__Short problem__
Format the lines of the records below as a numbered list, leaving out any blank lines, starting with the line that contains "windscreen in the photo above." and going on through the last line of the records. List only those lines.

— start Extracted material —

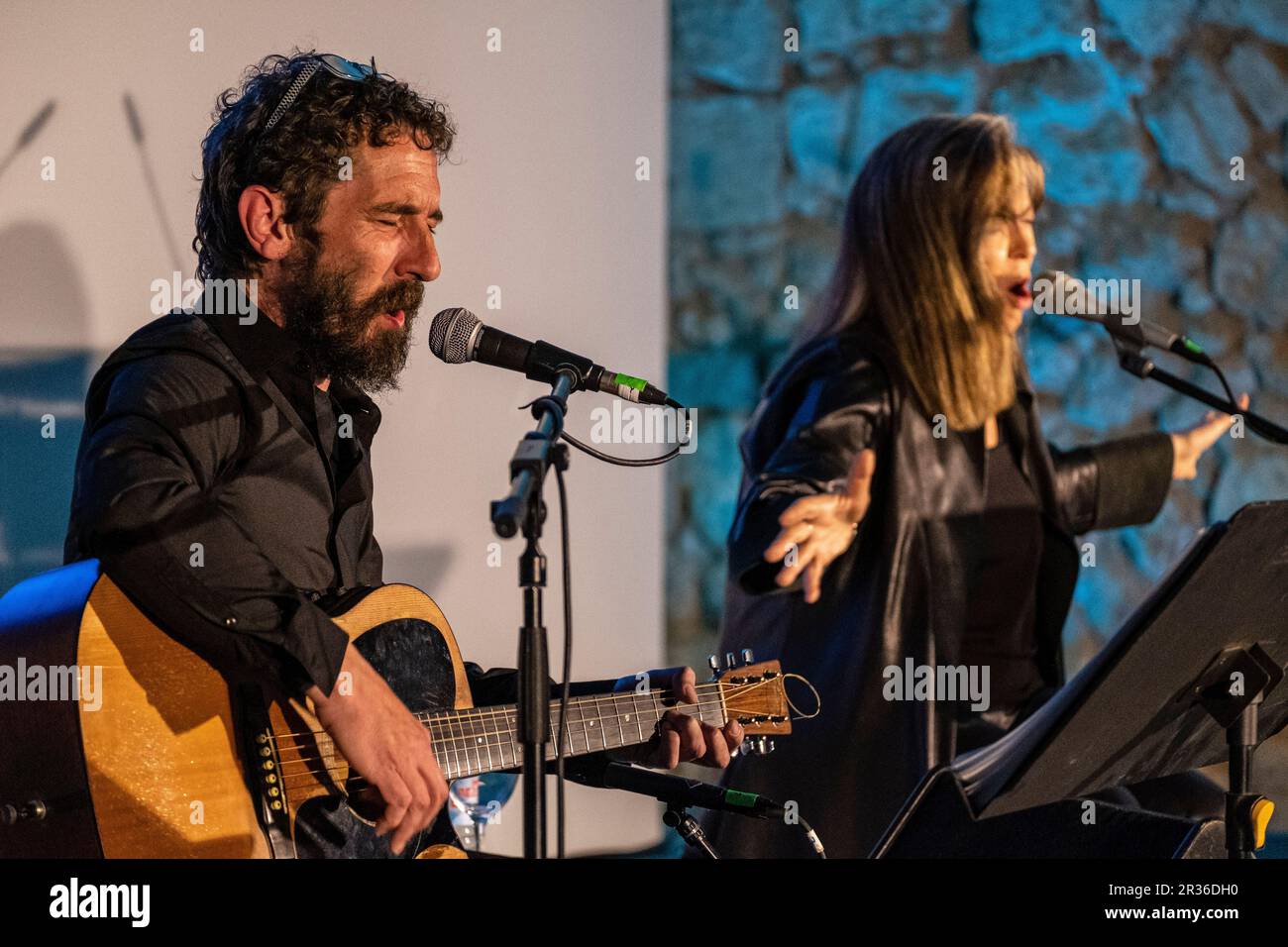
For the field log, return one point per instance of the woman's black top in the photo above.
(1000, 625)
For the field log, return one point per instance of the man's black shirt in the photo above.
(224, 492)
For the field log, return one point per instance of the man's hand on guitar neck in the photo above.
(681, 738)
(384, 742)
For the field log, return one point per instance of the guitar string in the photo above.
(449, 741)
(458, 746)
(467, 749)
(441, 724)
(468, 742)
(430, 716)
(292, 781)
(476, 714)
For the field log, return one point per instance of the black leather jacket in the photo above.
(901, 590)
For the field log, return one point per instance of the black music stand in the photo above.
(1189, 681)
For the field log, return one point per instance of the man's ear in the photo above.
(261, 214)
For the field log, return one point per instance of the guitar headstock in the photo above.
(754, 696)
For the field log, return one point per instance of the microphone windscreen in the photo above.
(451, 335)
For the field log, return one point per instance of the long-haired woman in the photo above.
(900, 502)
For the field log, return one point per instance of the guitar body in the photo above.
(176, 764)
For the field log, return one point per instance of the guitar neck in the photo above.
(484, 740)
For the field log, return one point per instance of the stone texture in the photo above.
(735, 44)
(1250, 265)
(726, 162)
(827, 31)
(1197, 125)
(818, 125)
(1151, 29)
(905, 17)
(1009, 31)
(890, 98)
(1260, 82)
(1267, 18)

— end Extracted material —

__Result of this exercise__
1. For the field log, return one point per instance of the microphone windscreen in the photo above.
2. (451, 335)
3. For the field log, return one point per instance of the long-haired woman in the photo above.
4. (900, 502)
5. For the field log, return one point per instance of the guitar body in the photo above.
6. (176, 764)
7. For the field log, return one point per instance of the guitar neck in the photo above.
8. (484, 740)
9. For the field log, return one point per instance of the stone texture in the photo above.
10. (735, 44)
11. (1250, 265)
12. (726, 162)
13. (827, 31)
14. (1197, 125)
15. (818, 125)
16. (1151, 29)
17. (905, 17)
18. (1009, 31)
19. (890, 98)
20. (1260, 82)
21. (1267, 18)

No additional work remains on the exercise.